* BEGIN Given records *

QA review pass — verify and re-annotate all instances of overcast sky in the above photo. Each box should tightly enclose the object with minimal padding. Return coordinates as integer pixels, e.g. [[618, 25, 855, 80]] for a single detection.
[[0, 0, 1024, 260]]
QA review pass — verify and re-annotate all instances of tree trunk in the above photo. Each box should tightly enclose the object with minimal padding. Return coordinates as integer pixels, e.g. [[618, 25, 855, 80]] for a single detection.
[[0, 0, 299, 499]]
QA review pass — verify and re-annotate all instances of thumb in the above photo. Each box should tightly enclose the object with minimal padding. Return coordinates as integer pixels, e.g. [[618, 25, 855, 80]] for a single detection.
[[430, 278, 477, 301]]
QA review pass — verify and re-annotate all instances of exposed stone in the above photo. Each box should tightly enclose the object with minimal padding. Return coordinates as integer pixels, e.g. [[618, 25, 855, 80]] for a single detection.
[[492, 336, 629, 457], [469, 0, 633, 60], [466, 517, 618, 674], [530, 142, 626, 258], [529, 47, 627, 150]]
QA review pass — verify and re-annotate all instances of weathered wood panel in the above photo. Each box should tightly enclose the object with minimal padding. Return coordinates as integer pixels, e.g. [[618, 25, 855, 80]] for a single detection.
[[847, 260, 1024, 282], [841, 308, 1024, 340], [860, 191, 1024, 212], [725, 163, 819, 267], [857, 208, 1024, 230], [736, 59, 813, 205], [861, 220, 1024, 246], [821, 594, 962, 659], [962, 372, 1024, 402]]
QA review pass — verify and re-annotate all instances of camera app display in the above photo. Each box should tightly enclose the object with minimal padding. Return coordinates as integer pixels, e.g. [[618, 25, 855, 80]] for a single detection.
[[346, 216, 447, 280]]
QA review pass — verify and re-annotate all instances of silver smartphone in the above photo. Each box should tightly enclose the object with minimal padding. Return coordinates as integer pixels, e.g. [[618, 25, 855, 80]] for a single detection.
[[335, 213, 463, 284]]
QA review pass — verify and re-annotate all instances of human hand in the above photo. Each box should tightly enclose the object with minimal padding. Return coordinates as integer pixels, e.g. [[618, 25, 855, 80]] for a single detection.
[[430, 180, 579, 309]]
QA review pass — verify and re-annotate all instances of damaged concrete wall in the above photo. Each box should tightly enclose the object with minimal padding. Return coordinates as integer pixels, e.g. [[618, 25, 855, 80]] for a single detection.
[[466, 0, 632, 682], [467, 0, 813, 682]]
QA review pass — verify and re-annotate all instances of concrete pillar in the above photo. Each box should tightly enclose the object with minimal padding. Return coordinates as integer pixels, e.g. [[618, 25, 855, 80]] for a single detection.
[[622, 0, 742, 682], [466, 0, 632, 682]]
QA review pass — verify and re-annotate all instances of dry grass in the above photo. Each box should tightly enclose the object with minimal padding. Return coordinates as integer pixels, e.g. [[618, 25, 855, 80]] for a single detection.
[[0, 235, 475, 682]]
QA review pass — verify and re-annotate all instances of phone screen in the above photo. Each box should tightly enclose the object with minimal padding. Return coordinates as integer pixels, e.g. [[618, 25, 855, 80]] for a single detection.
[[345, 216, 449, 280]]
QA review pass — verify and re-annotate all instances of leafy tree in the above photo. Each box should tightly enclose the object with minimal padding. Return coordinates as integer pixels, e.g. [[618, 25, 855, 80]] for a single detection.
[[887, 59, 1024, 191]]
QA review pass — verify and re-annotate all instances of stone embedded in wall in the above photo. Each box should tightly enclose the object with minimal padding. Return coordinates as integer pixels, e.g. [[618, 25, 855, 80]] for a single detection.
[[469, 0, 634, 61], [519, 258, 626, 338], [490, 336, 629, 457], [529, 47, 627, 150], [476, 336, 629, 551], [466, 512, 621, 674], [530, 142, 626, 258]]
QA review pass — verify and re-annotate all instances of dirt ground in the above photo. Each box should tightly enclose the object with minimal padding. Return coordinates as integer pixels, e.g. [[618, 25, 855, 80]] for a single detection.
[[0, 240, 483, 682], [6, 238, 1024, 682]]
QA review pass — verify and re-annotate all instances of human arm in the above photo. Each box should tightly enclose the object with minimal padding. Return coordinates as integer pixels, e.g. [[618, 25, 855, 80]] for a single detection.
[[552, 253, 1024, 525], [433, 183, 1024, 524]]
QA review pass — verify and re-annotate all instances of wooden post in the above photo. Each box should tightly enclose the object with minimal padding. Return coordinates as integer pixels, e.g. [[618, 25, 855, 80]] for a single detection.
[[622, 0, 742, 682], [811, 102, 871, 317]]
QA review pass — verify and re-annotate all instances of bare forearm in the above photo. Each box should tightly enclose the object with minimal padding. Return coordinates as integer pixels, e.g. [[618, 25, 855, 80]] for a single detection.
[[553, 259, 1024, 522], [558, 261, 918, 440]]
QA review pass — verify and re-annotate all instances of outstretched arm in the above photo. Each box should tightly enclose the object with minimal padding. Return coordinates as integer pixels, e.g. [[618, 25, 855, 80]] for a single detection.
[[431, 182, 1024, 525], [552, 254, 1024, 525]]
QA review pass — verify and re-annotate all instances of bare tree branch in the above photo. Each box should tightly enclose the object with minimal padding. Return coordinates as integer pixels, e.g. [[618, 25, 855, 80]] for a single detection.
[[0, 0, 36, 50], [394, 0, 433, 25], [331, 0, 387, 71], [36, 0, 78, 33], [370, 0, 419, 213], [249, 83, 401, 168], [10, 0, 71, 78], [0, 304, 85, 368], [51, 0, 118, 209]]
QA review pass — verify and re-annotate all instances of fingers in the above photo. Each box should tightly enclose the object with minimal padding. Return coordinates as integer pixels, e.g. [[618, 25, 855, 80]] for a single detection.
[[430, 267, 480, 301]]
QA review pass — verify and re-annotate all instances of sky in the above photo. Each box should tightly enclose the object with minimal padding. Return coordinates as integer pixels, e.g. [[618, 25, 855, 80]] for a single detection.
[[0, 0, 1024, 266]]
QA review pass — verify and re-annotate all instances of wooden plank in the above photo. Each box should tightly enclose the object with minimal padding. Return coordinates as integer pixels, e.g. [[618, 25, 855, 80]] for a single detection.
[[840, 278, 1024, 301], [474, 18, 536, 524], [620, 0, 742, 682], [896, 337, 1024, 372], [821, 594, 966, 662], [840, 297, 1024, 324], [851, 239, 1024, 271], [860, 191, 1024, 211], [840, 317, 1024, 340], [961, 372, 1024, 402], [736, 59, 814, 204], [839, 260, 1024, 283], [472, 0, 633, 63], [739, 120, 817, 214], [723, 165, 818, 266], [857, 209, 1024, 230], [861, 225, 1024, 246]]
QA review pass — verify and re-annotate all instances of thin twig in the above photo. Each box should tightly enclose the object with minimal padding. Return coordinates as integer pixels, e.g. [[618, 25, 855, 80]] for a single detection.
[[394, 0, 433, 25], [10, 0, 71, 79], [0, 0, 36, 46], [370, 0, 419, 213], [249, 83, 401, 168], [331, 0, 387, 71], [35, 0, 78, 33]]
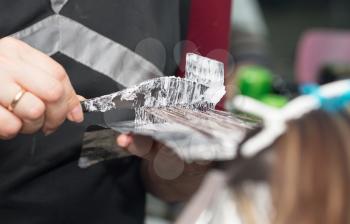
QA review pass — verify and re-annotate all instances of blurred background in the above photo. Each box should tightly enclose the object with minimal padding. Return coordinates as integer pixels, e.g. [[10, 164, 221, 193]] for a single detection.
[[258, 0, 350, 79], [146, 0, 350, 224]]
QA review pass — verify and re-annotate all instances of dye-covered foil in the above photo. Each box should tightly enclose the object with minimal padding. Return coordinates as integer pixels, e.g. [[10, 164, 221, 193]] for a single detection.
[[79, 54, 254, 167]]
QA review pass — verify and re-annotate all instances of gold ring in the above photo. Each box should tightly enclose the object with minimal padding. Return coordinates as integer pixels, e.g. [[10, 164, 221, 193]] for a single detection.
[[7, 89, 26, 112]]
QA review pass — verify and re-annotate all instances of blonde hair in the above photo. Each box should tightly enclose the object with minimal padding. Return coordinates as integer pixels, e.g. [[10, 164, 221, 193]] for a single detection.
[[271, 111, 350, 224]]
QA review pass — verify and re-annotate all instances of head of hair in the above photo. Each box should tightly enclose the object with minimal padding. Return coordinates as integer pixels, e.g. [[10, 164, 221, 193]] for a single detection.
[[228, 110, 350, 224]]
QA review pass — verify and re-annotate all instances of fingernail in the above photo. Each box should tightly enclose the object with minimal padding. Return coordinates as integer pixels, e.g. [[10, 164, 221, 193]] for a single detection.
[[43, 129, 55, 136], [117, 134, 132, 148], [69, 105, 84, 123]]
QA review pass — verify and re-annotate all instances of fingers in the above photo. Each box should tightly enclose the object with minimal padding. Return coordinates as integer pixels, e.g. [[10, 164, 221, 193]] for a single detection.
[[117, 134, 133, 148], [0, 78, 45, 134], [0, 38, 83, 137], [0, 106, 22, 140], [11, 38, 83, 122]]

* END Given records *

Reproduce everything from the start of the entries down to the line containing "[[0, 0, 299, 499]]", substituting "tree bark" for "tree trunk" and leaving all else unchanged.

QA review pass — verify and re-annotate all instances of overcast sky in the above photo. Each box should tightly enclose the object with minimal padding. Return coordinates as integer pixels, e.g. [[618, 25, 855, 80]] for a single detection.
[[0, 0, 1024, 260]]
QA review pass — verify and re-annotate all instances of tree bark in the above photo. Each box should tightly enclose the object with minimal padding. Return coordinates as integer pixels, e.g. [[618, 25, 855, 80]] for a single detection.
[[0, 0, 299, 499]]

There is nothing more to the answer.